# Task to carry out
Please output the line that contains "Can you spot the dark" and all later lines of the material, exactly, through the end.

# The data
^^^^^^^^
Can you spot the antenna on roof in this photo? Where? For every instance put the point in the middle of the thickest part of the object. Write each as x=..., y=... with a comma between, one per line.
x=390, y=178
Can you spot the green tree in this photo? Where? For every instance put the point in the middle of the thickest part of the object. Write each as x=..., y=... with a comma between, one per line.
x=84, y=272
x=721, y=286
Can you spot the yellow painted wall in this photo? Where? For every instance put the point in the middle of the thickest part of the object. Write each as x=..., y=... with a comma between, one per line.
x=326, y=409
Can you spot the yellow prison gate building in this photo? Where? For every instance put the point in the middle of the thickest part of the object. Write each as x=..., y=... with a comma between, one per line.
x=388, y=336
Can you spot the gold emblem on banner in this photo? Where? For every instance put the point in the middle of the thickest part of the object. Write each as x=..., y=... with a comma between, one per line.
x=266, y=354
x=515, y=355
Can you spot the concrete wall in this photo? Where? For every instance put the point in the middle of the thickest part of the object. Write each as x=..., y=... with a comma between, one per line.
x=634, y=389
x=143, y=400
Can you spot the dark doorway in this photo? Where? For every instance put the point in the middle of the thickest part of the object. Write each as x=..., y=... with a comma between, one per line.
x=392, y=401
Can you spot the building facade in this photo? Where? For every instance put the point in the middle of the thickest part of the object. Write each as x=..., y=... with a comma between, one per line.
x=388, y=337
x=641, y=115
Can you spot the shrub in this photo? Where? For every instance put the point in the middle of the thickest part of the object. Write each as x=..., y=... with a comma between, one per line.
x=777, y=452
^^^^^^^^
# Result
Can you spot the dark doorway in this photo? Where? For every instance put the point in the middle of the thickest part of the object. Write each as x=..., y=... with a comma between, one per line.
x=392, y=401
Can you spot the building facade in this photo? Where? For every instance put the point in the middle of the thickest part of the object. Write each as x=..., y=... with a comma between, one per line.
x=388, y=337
x=641, y=115
Can you spot the shrub in this photo? Where? For every instance put the point in the middle of the thickest part of the object. Write each as x=..., y=... with a comma between, one per line.
x=777, y=452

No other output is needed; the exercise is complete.